--- Records for processing ---
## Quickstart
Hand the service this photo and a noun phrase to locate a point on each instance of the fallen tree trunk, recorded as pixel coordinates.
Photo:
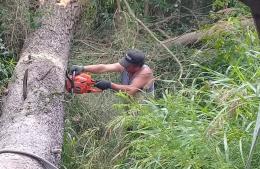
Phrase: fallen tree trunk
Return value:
(31, 120)
(194, 37)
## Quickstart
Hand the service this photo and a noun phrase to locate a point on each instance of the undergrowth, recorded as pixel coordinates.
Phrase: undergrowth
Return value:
(206, 122)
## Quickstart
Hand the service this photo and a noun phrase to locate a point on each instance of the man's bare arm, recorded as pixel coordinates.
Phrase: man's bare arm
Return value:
(137, 84)
(103, 68)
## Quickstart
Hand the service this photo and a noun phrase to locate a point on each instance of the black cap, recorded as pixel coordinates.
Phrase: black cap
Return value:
(133, 56)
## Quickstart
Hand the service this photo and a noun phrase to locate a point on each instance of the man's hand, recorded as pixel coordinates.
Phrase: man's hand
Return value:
(77, 69)
(103, 85)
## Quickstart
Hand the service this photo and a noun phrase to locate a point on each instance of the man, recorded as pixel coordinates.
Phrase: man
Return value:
(135, 75)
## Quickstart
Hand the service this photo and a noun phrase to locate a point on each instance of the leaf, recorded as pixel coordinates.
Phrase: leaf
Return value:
(254, 141)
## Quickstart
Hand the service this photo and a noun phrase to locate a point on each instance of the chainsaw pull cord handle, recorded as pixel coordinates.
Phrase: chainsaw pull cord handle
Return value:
(71, 80)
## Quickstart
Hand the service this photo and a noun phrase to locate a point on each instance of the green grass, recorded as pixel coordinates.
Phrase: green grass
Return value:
(208, 122)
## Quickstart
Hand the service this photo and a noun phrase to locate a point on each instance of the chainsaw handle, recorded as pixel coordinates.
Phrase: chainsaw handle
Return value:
(95, 90)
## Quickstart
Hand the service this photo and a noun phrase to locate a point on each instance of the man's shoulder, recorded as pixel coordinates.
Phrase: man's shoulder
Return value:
(146, 69)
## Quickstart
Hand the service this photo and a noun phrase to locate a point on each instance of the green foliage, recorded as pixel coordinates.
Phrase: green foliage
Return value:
(208, 124)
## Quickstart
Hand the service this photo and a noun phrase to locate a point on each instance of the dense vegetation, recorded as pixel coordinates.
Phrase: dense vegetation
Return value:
(204, 120)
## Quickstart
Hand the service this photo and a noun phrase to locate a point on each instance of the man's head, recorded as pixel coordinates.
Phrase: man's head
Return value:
(133, 60)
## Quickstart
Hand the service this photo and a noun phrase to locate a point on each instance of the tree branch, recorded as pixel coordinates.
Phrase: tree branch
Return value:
(155, 38)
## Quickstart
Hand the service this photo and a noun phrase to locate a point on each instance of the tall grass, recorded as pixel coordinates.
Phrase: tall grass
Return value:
(206, 123)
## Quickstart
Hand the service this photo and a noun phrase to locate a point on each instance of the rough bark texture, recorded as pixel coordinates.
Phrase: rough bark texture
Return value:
(194, 37)
(32, 115)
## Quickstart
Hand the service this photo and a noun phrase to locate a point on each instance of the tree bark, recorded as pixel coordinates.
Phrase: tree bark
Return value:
(194, 37)
(32, 114)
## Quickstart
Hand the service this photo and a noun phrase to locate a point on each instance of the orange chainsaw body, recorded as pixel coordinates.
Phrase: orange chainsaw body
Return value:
(82, 83)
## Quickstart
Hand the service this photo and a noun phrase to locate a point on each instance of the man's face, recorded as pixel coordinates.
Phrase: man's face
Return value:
(133, 68)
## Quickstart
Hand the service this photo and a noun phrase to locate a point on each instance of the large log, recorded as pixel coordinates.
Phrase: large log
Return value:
(32, 114)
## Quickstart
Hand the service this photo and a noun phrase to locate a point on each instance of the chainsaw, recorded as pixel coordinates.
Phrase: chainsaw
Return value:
(79, 84)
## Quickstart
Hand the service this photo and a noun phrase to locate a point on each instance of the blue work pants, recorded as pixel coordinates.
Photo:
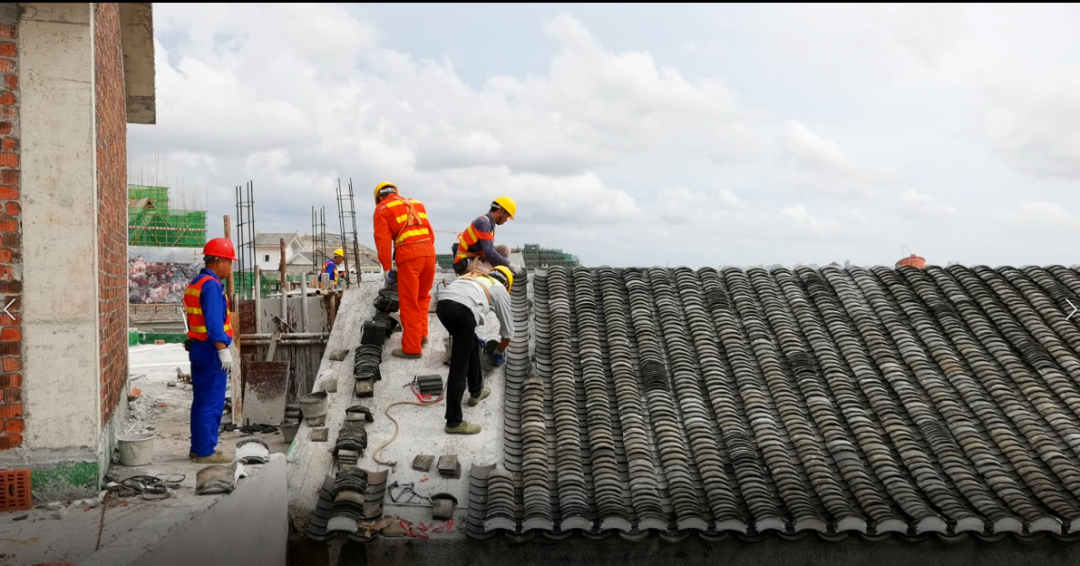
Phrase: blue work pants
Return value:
(207, 382)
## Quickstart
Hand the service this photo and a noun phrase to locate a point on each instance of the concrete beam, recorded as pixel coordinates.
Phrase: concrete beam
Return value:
(136, 30)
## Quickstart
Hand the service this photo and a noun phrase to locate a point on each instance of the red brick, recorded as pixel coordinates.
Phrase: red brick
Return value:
(11, 241)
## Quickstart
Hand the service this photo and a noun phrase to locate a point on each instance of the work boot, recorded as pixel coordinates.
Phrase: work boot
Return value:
(464, 428)
(217, 457)
(401, 353)
(483, 394)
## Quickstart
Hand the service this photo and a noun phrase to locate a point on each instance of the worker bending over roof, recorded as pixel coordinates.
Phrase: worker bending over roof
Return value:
(475, 250)
(461, 307)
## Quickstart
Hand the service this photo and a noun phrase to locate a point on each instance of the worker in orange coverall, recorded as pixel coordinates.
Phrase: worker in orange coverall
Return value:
(402, 225)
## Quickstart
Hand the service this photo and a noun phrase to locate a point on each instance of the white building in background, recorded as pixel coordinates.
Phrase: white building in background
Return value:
(268, 252)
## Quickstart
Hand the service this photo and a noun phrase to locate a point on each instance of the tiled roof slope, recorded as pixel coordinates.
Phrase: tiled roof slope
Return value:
(881, 402)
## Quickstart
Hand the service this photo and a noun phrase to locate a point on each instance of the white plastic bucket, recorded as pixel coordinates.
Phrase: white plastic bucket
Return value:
(135, 449)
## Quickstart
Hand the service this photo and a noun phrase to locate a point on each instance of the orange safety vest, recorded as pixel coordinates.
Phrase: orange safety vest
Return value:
(192, 308)
(471, 237)
(413, 227)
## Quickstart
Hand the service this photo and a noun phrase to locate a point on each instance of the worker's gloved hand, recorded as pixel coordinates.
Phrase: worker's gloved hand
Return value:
(226, 359)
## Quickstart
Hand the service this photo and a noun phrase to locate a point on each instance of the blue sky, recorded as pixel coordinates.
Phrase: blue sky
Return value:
(643, 134)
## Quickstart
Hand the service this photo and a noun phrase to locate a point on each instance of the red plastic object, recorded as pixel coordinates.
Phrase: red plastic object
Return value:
(913, 260)
(15, 490)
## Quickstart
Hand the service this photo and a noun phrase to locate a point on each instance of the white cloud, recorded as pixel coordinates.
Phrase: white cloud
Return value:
(1029, 120)
(693, 149)
(914, 204)
(1038, 216)
(822, 167)
(880, 42)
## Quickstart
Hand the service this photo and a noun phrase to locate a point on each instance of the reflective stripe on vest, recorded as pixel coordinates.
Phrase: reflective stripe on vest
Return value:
(192, 309)
(412, 228)
(471, 237)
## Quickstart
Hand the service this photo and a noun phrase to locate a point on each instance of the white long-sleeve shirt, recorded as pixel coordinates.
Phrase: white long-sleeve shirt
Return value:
(471, 294)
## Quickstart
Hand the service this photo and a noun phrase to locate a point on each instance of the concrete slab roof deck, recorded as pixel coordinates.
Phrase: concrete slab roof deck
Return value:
(877, 405)
(421, 427)
(136, 38)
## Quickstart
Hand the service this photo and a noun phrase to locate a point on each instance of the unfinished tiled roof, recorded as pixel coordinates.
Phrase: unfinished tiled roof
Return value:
(877, 402)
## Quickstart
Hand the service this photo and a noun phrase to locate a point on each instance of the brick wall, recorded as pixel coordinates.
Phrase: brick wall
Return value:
(11, 244)
(111, 125)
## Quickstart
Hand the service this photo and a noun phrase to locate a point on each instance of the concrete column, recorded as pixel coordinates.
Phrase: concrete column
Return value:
(59, 232)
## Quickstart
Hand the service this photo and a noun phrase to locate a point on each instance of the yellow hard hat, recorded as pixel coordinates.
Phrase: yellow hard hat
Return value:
(507, 273)
(508, 204)
(383, 186)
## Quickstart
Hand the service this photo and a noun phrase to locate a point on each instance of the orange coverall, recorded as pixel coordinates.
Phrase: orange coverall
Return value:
(402, 225)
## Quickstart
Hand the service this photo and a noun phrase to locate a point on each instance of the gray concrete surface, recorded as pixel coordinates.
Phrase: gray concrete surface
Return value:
(421, 430)
(248, 526)
(185, 528)
(59, 228)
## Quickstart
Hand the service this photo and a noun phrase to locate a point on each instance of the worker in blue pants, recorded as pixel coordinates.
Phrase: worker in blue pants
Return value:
(210, 335)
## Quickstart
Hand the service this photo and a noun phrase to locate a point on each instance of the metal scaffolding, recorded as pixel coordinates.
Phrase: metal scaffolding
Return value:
(245, 237)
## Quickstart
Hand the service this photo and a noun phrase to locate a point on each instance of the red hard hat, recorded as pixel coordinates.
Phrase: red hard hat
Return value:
(220, 247)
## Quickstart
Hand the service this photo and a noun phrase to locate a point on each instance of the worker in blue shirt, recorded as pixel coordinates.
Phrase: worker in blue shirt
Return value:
(210, 335)
(334, 268)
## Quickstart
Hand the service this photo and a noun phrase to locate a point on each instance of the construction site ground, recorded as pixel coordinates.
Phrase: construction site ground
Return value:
(57, 531)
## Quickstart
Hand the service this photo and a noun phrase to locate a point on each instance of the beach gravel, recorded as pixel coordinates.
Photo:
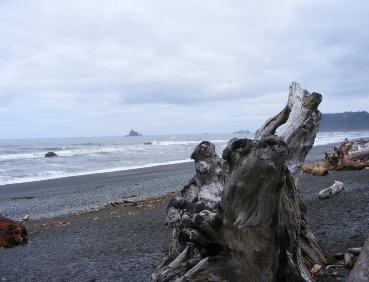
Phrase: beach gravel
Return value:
(124, 242)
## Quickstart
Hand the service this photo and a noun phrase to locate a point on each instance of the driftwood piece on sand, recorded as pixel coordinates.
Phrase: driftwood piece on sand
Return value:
(12, 233)
(348, 156)
(336, 188)
(241, 217)
(360, 272)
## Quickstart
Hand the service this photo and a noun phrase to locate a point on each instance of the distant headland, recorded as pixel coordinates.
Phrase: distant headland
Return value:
(347, 121)
(241, 131)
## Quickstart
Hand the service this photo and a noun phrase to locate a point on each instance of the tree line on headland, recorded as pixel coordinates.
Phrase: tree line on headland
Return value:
(347, 121)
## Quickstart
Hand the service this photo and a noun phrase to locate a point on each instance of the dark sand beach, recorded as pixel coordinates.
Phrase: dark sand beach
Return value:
(123, 242)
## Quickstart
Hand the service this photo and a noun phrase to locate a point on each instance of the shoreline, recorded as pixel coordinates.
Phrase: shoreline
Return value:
(67, 195)
(124, 242)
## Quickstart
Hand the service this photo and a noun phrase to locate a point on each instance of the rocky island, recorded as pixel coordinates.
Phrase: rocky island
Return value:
(133, 133)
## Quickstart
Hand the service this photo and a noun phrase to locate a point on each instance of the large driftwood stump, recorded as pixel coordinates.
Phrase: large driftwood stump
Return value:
(241, 218)
(12, 233)
(349, 155)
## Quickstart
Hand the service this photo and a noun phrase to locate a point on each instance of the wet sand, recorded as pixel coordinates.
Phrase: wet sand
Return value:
(123, 243)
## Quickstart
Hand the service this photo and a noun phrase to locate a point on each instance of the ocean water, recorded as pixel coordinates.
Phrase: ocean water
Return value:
(22, 160)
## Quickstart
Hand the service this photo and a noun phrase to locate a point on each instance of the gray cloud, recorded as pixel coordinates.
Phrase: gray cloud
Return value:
(94, 62)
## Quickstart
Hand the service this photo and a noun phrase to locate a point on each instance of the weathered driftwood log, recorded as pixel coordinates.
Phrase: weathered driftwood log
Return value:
(348, 156)
(336, 188)
(241, 218)
(360, 272)
(12, 233)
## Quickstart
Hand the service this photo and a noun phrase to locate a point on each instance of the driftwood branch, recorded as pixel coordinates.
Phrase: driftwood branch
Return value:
(12, 233)
(241, 217)
(349, 155)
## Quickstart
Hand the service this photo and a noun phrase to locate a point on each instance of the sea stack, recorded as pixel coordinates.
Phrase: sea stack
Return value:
(50, 155)
(133, 133)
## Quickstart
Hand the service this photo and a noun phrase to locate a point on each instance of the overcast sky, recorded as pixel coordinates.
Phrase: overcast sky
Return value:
(95, 68)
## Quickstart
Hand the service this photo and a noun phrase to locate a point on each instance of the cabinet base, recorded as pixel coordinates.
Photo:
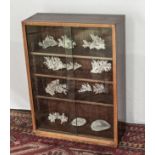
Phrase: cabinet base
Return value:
(79, 138)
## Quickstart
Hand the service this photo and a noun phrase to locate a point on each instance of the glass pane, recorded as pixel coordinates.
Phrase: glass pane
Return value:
(93, 41)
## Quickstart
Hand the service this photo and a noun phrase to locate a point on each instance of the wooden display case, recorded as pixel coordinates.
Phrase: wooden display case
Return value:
(76, 75)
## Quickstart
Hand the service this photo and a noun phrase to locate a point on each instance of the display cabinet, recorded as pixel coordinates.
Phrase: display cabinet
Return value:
(76, 75)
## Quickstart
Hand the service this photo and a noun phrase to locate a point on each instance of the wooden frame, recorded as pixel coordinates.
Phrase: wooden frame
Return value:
(117, 25)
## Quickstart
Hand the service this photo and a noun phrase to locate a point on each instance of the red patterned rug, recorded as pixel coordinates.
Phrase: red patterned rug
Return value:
(24, 142)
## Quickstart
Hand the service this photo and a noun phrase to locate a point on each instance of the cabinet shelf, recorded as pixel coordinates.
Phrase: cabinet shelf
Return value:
(72, 78)
(70, 56)
(75, 101)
---
▸ **Work instructions**: The answer is a count and nothing more: lines above that contain "bark".

▸ **Solution**: 4